### Text to read

A: By defining Escrow Services, the new regulations legitimise and regulate financial agreements where funds are held by a regulated entity during a transaction. This enables EMIs to offer secure services for e-commerce transactions, subject to SBP approval, and increases consumer trust.
Q: How does the broader definition of “Key Executives” in the new regulations impact EMIs?
A: The expanded definition includes roles like Heads of IT, Risk Management, and Compliance, ensuring greater accountability across critical functions. EMIs are now required to maintain records of the fit-and-proper tests for these roles and submit them to SBP on demand.
Q: How does the inclusion of “Fintech” in the new definitions affect EMIs?
A: It recognises the role of technology-driven financial innovation, encouraging EMIs to partner with or operate as Fintechs. This also places a regulatory framework around novel business models, promoting controlled growth.
Introduction
Q: How does the revised introduction in the new regulations align with global trends in electronic money?
A: The new introduction reflects international best practices by emphasising financial inclusion, digital innovation, and consumer protection. It also highlights the SBP’s intent to create a more competitive and robust payment ecosystem.
Q: What do the references to indigenous experiences in the new introduction indicate?
A: It shows the SBP’s adaptability, incorporating lessons learned from earlier EMI implementations in Pakistan. This allows the regulations to address specific market challenges while staying relevant to local contexts.
Objectives
Q: How do the objectives in the updated regulations promote financial inclusion?
A: The updated objectives explicitly aim to encourage innovation, such as new business models and use cases, to serve unbanked populations. EMIs are now incentivised to design products that cater to underserved demographics, such as minors and rural communities.
Q: Why do the new regulations emphasise corporate governance benchmarks?
A: To ensure that EMIs operate transparently and responsibly, aligning with international standards. Enhanced governance requirements also mitigate risks related to fraud, mismanagement, and financial instability.

### Data section
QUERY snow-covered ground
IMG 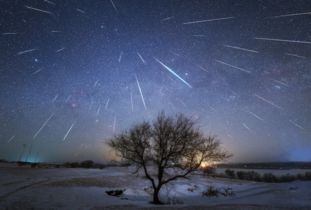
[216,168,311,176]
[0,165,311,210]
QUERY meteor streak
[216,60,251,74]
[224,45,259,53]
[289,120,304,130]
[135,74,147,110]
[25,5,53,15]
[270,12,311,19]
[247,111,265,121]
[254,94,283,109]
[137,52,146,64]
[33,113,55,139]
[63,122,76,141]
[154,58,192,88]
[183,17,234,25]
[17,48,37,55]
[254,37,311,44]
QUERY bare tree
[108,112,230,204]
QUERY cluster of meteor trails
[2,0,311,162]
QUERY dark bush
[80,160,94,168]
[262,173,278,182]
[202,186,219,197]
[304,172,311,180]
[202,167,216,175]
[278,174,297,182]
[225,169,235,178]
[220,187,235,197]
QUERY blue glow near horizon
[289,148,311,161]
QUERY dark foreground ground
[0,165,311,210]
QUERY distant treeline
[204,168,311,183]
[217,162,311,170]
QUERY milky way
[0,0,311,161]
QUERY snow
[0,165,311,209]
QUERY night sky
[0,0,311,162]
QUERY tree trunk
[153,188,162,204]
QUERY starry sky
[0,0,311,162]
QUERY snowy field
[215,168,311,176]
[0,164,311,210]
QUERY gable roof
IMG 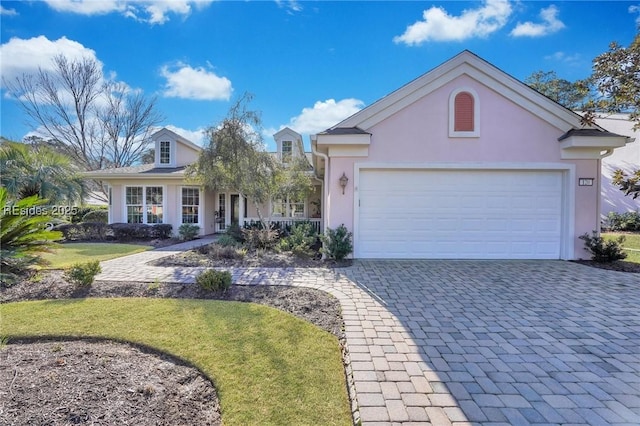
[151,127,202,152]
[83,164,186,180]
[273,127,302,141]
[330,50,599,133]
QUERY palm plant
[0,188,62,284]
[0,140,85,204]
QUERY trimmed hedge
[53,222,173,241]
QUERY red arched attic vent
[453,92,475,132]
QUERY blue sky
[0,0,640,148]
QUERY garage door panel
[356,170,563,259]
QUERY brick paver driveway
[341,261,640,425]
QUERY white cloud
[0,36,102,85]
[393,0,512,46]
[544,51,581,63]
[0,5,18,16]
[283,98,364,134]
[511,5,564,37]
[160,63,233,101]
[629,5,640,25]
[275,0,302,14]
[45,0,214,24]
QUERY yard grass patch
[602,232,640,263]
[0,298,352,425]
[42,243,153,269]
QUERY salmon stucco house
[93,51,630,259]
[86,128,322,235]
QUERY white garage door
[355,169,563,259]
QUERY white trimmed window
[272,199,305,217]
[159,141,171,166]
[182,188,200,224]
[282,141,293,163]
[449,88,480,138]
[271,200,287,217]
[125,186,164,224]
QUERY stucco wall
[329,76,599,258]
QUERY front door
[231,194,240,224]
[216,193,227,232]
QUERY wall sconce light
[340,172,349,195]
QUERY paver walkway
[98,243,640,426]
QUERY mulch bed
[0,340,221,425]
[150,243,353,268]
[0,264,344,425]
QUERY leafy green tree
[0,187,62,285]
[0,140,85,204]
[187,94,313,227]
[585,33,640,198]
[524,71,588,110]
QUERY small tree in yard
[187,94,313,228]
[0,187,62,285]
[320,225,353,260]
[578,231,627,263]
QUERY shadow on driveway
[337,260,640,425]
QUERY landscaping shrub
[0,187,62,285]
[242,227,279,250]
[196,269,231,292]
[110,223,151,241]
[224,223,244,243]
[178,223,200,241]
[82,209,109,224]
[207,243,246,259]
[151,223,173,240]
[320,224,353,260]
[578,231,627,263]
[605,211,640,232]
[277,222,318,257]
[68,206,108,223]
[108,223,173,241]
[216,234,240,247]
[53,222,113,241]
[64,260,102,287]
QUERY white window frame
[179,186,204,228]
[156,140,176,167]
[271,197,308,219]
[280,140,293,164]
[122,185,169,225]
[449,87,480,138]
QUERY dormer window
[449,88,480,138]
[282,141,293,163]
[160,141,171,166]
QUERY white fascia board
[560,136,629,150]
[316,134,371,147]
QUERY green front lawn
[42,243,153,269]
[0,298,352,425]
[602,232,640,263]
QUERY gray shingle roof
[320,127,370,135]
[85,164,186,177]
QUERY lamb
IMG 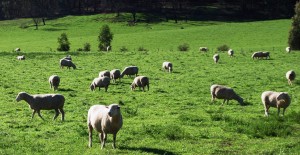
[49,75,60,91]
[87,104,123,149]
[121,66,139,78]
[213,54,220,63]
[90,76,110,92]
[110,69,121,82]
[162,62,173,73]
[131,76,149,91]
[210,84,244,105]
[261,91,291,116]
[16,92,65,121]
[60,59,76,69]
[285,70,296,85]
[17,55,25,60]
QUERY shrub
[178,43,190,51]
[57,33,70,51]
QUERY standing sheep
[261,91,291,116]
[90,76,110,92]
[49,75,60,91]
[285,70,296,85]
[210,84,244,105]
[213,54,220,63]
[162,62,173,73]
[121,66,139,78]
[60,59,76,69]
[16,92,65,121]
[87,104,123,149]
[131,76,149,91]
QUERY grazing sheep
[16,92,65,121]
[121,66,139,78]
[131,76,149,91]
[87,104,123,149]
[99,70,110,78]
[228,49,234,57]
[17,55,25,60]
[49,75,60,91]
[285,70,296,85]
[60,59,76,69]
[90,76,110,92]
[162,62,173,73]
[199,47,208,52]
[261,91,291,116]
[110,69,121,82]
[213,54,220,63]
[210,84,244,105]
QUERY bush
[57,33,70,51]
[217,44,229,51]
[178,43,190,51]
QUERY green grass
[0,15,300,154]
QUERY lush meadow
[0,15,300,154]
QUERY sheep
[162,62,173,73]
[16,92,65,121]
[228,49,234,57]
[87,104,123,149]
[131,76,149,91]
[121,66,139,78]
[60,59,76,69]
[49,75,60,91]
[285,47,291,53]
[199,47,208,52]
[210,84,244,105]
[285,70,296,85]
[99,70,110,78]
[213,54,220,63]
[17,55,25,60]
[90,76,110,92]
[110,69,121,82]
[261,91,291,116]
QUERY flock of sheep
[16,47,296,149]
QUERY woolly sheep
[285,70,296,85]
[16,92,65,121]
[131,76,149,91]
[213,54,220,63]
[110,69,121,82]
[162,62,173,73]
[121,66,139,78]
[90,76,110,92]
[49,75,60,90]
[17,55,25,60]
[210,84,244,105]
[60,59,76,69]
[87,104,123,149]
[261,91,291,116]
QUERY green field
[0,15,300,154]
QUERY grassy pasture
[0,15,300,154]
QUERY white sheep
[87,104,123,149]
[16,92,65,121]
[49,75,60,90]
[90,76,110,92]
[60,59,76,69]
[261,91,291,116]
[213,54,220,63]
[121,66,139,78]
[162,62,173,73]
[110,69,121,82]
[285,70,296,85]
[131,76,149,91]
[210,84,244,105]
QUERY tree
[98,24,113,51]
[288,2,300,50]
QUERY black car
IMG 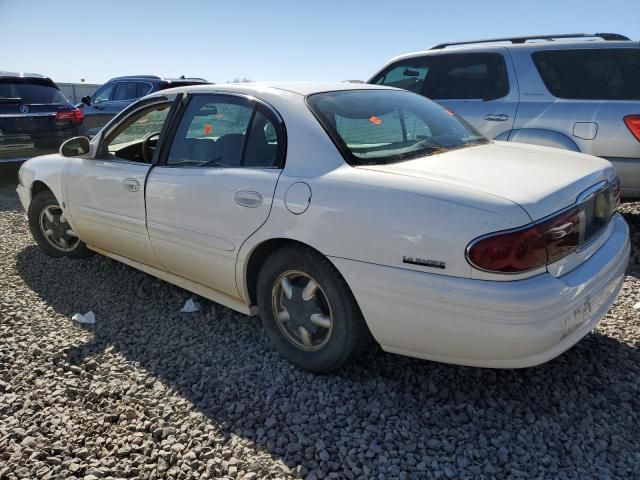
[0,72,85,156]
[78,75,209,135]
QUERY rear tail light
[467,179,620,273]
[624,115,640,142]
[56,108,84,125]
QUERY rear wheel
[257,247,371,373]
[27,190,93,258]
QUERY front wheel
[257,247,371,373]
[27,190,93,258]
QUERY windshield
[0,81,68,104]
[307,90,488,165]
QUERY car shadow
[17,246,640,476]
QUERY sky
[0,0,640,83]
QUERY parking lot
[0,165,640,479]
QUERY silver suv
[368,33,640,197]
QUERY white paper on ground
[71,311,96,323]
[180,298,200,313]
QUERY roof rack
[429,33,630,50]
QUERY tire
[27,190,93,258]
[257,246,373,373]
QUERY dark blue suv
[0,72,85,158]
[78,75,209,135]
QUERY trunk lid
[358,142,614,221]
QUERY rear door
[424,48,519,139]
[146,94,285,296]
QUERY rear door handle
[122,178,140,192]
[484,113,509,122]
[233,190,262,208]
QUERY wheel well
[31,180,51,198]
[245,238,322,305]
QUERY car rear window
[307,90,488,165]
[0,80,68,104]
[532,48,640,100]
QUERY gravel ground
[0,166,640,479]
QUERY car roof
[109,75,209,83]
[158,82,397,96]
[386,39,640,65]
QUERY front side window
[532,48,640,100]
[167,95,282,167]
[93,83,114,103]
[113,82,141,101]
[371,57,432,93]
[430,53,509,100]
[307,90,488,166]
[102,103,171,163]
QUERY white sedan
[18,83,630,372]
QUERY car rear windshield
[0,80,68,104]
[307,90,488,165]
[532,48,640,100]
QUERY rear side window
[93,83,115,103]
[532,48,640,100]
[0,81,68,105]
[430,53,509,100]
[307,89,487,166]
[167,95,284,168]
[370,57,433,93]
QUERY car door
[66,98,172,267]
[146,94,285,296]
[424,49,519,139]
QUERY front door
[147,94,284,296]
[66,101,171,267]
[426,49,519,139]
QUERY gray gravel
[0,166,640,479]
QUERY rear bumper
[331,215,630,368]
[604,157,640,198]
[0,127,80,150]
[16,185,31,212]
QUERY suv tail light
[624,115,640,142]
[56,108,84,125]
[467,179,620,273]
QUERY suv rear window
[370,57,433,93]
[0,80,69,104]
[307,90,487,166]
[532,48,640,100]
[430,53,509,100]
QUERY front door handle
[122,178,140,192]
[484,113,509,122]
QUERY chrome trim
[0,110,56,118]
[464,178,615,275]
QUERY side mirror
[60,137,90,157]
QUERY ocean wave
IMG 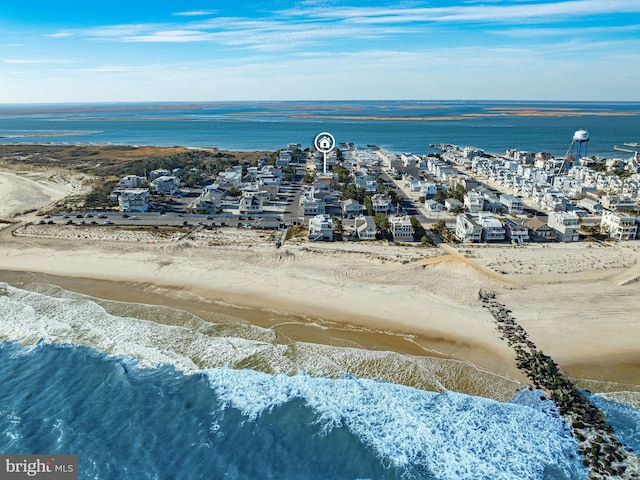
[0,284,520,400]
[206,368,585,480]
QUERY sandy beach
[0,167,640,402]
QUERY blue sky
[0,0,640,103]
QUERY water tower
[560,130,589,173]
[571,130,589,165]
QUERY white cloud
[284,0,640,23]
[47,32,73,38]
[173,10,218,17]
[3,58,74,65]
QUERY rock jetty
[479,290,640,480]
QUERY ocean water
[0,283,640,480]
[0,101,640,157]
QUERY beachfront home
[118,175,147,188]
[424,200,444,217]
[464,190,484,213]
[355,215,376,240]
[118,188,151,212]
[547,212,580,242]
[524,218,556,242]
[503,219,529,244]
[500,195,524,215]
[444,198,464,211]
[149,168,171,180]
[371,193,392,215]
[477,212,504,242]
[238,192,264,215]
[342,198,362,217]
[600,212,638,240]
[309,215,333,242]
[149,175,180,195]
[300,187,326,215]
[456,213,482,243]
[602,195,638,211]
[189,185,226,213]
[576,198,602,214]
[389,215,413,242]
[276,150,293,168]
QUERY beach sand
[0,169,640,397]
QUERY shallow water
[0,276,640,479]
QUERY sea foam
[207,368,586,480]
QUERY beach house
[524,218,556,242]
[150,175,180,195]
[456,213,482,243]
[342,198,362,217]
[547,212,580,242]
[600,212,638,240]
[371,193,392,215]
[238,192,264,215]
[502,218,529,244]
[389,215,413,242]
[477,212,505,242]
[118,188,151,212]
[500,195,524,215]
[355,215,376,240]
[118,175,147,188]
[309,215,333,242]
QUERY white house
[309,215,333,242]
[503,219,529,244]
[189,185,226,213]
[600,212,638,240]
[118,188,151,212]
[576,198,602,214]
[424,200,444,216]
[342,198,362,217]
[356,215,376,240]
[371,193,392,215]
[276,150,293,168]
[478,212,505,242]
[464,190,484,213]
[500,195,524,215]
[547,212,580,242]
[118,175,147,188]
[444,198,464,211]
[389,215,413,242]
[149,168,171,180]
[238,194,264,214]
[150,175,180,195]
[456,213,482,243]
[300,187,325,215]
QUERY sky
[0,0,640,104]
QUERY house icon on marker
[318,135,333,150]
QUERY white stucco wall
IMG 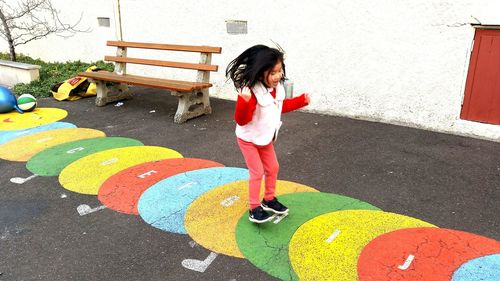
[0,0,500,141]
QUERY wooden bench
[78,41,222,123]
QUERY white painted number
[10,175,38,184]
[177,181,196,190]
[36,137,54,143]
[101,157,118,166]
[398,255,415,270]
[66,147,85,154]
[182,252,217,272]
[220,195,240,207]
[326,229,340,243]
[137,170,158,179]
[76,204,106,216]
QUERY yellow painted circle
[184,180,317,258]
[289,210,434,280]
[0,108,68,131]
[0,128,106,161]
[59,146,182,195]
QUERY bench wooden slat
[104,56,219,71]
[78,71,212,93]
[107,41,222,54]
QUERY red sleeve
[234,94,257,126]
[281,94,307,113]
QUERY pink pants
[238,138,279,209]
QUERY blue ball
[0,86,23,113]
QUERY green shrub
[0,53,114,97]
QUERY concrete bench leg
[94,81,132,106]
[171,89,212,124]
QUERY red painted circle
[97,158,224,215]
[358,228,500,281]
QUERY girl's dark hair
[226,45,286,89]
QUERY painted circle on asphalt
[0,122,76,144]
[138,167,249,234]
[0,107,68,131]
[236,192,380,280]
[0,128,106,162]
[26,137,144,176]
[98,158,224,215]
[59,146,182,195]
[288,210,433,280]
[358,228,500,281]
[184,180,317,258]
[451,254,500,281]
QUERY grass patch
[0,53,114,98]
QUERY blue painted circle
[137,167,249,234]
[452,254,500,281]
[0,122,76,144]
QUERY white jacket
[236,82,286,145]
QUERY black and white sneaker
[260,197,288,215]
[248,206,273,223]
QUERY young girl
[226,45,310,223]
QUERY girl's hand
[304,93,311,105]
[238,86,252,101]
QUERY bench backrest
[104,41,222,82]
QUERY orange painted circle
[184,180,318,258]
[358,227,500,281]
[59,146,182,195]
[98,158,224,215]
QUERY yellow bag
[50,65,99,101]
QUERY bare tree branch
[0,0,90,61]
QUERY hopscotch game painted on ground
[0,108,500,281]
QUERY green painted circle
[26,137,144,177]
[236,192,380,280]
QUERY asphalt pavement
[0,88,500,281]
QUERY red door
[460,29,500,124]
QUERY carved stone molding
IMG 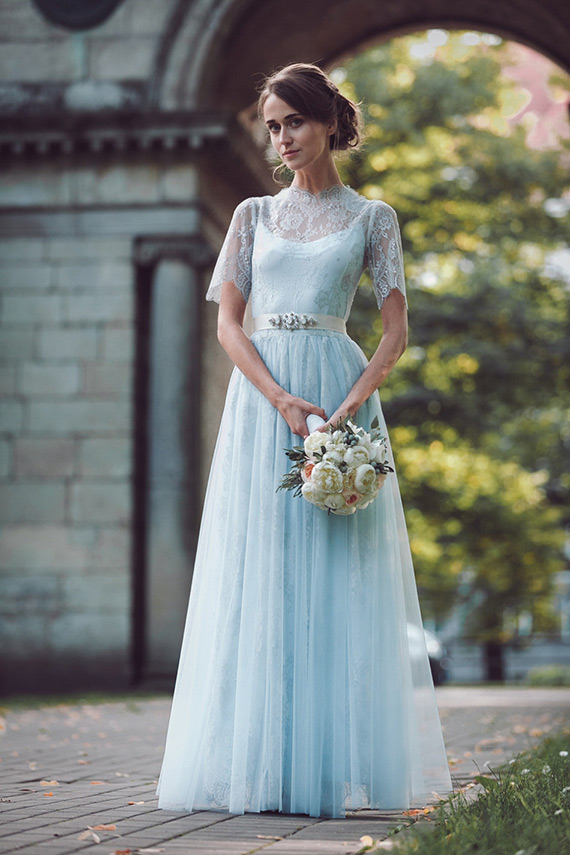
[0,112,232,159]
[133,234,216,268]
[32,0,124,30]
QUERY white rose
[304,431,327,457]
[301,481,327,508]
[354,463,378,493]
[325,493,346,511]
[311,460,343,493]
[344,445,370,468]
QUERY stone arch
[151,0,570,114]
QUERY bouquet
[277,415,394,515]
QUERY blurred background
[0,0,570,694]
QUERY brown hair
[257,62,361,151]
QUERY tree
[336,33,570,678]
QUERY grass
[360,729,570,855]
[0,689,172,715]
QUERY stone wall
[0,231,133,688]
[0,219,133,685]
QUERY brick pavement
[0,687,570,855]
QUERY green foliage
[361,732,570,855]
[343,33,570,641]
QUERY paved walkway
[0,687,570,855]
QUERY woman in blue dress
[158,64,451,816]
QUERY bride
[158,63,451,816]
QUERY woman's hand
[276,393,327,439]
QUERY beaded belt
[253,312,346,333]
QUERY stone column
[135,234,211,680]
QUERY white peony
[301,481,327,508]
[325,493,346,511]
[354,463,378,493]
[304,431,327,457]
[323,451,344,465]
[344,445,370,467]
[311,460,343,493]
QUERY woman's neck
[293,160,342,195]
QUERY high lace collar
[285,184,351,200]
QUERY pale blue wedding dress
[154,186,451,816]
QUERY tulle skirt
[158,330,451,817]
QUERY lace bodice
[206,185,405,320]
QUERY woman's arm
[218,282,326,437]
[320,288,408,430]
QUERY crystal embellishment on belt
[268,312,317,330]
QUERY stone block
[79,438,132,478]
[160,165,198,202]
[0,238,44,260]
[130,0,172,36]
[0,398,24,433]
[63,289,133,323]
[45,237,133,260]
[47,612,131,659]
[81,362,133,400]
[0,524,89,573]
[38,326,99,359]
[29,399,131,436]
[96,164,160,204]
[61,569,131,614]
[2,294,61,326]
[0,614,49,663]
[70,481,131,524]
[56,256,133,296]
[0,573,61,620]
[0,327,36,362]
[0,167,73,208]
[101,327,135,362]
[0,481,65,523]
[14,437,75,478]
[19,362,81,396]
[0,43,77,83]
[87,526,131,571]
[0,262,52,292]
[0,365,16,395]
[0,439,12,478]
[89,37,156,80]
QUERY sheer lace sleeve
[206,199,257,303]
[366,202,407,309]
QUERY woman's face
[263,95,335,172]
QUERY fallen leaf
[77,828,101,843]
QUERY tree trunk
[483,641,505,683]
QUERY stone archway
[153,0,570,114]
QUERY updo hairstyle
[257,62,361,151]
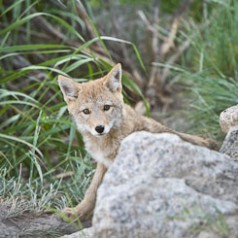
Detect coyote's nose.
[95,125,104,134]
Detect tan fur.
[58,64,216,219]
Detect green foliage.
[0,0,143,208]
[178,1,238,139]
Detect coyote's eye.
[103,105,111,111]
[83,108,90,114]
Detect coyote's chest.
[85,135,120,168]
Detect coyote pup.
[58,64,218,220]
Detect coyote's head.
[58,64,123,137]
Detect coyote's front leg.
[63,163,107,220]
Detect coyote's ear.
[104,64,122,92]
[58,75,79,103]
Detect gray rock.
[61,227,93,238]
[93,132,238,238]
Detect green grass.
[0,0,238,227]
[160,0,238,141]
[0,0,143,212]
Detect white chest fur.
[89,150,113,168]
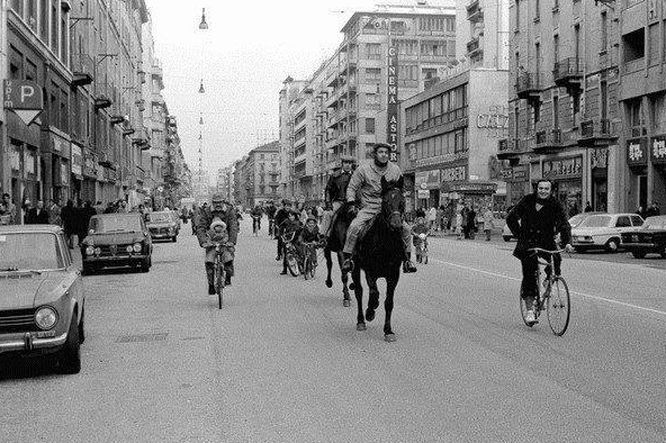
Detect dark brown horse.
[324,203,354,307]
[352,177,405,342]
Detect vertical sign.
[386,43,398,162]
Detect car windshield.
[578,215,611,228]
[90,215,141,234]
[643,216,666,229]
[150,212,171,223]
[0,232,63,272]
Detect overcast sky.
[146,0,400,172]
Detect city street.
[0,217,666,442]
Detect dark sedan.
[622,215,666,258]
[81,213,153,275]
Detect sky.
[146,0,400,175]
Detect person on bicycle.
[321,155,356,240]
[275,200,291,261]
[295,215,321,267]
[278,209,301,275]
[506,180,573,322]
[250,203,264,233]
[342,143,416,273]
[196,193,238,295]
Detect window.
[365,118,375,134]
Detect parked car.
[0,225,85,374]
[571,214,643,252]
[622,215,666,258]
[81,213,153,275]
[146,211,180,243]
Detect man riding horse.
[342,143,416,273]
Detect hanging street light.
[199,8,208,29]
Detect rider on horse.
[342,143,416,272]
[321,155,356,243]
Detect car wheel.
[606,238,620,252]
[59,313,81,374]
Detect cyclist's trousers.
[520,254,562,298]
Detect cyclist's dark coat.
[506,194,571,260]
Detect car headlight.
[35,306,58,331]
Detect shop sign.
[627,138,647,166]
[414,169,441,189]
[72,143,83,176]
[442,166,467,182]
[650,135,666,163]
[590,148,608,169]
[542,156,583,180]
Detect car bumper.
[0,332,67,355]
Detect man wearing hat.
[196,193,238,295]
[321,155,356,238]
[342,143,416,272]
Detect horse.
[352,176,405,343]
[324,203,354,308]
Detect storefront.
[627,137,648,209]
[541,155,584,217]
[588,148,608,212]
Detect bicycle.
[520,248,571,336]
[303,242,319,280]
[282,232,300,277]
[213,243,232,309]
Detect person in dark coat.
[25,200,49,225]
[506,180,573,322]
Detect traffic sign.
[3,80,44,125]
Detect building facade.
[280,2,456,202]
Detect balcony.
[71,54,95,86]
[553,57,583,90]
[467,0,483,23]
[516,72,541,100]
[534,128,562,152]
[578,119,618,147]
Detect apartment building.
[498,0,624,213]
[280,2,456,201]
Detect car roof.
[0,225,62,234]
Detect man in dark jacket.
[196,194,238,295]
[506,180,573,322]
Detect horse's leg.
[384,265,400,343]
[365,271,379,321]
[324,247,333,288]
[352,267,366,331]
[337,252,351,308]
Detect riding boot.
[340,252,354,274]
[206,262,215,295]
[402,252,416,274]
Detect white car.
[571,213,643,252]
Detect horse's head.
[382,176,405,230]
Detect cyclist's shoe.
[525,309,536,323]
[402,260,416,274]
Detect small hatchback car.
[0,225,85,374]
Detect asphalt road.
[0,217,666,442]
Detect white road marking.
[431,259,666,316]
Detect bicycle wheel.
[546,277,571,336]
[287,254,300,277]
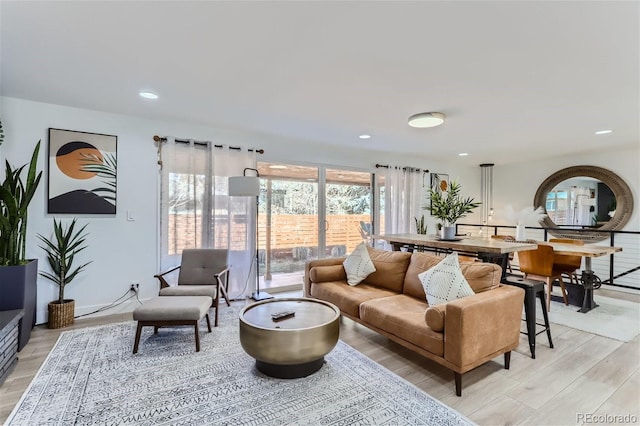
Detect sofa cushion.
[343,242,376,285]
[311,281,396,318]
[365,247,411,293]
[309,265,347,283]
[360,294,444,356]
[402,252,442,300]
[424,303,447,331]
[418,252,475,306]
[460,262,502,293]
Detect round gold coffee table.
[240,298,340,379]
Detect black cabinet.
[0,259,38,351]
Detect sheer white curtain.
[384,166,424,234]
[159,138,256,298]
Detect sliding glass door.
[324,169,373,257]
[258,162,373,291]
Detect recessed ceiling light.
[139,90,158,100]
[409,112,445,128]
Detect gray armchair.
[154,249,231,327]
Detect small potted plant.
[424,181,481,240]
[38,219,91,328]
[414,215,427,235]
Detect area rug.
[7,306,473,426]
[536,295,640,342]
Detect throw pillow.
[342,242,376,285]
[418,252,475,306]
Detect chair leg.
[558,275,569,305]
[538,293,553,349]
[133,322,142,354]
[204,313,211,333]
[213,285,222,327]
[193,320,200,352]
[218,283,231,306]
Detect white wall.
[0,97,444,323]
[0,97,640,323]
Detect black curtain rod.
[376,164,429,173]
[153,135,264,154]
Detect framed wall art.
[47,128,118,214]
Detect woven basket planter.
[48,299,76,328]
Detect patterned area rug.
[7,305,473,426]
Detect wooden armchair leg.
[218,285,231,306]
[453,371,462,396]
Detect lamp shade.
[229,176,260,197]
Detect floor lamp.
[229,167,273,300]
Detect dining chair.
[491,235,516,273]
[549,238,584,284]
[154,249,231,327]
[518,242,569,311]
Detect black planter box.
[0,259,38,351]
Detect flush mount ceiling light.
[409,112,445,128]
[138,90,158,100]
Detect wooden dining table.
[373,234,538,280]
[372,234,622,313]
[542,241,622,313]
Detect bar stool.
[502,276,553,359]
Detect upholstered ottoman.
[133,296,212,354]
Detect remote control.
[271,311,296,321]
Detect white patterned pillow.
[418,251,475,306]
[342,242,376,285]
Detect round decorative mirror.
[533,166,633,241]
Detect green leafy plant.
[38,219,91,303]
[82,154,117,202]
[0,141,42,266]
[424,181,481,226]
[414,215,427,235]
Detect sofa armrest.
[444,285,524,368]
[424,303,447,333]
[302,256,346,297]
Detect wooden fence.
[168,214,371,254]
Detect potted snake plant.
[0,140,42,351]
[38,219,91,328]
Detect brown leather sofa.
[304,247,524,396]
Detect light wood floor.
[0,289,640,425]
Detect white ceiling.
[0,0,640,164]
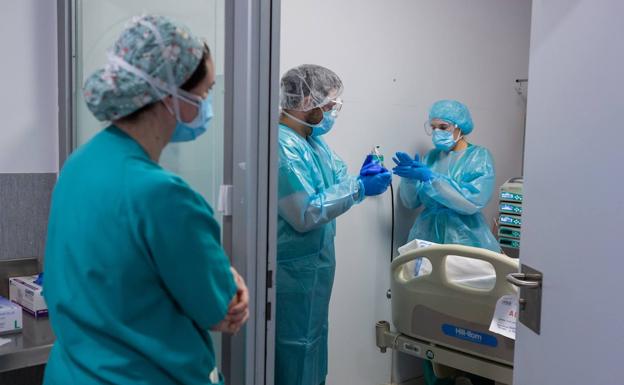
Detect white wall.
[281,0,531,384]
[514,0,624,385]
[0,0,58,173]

### Short exercise 1
According to the Q&A on electronic money regulations, why do the new regulations emphasize corporate governance benchmarks? Answer in one to three sentences.
### Short exercise 2
Repeat word for word the part of the Q&A on electronic money regulations that opens with the words containing "A: The new introduction" and closes with "to local contexts.".
### Short exercise 3
Write the next part of the Q&A on electronic money regulations, picking up after its final sentence.

### Task result 1
They emphasize corporate governance benchmarks so that EMIs operate transparently and responsibly, in line with international standards. The stronger governance requirements also reduce risks of fraud, mismanagement, and financial instability.

### Task result 2
A: The new introduction reflects international best practices by emphasising financial inclusion, digital innovation, and consumer protection. It also highlights the SBP’s intent to create a more competitive and robust payment ecosystem.
Q: What do the references to indigenous experiences in the new introduction indicate?
A: It shows the SBP’s adaptability, incorporating lessons learned from earlier EMI implementations in Pakistan. This allows the regulations to address specific market challenges while staying relevant to local contexts.

### Task result 3
Scope of Activities
Q: What activities have been added to the scope in the new regulations?
A: New activities include API-based services, escrow services for e-commerce, and cross-border payment products. These additions expand the functional landscape for EMIs, enabling them to integrate with broader financial ecosystems.
Q: How do the new regulations approach virtual currencies?
A: Virtual currencies are explicitly prohibited, signalling a cautious stance by SBP to mitigate risks associated with speculation, money laundering, and volatility.
Licensing Procedure
Q: How does the “Initiation Phase” introduced in the new licensing process improve compliance?
A: The “Initiation Phase” allows EMIs to prepare and align with regulatory expectations before full operations. It serves as an assessment period for readiness, ensuring that only well-prepared entities advance to the subsequent licensing stages.
Q: What documentation is required at each licensing stage under the new regulations?
A: Applicants must submit detailed operational plans, financial projections, trust account agreements, and security deposit undertakings. These requirements promote transparency and ensure EMIs are financially and operationally robust.
Governance Arrangements
Q: How does the inclusion of independent and female directors improve governance?
A: Independent directors provide unbiased oversight, while female representation promotes diversity and inclusivity, aligning with modern corporate governance principles.
Q: What additional responsibilities do boards have under the new regulations?
A: Boards must now hold quarterly meetings, approve all key executive appointments, and maintain detailed records of their decisions. These measures ensure active oversight and accountability.
Capital Requirements
Q: What are the changes in capital requirements in the new regulations?
A: The new regulations maintain the minimum capital but add a mandatory security deposit split between SBP accounts and government securities. This enhances liquidity and safeguards customer funds.
Q: How does the security deposit requirement impact EMI operations?
A: EMIs must allocate resources to maintain these deposits, ensuring operational stability and compliance with SBP’s financial safeguarding policies.
Customer Due Diligence (CDD)
Q: What advancements in CDD processes are introduced in the new regulations?
A: Digital onboarding and biometric verification are now mandatory. These measures streamline the onboarding process and enhance identity verification, reducing fraud risks.
Q: How must EMIs handle high-risk customers under the updated regulations?
A: High-risk customers require enhanced due diligence, including transaction monitoring and additional identity checks. EMIs must also report suspicious transactions promptly to the Financial Monitoring Unit (FMU).
Wallet Categories
Q: What are the new provisions for minors’ wallets in the updated regulations?
A: Minors’ wallets can only be linked to a parent or guardian’s account and have restricted load and transaction limits. This ensures controlled access and mitigates financial risks.
Q: What distinguishes enhanced wallets from basic wallets?
A: Enhanced wallets allow higher transaction limits (up to PKR 1,000,000) but require additional verification, such as income proof and CNIC/SIM pairing.
Suspension and Revocation
Q: What additional grounds for suspension are introduced in the updated regulations?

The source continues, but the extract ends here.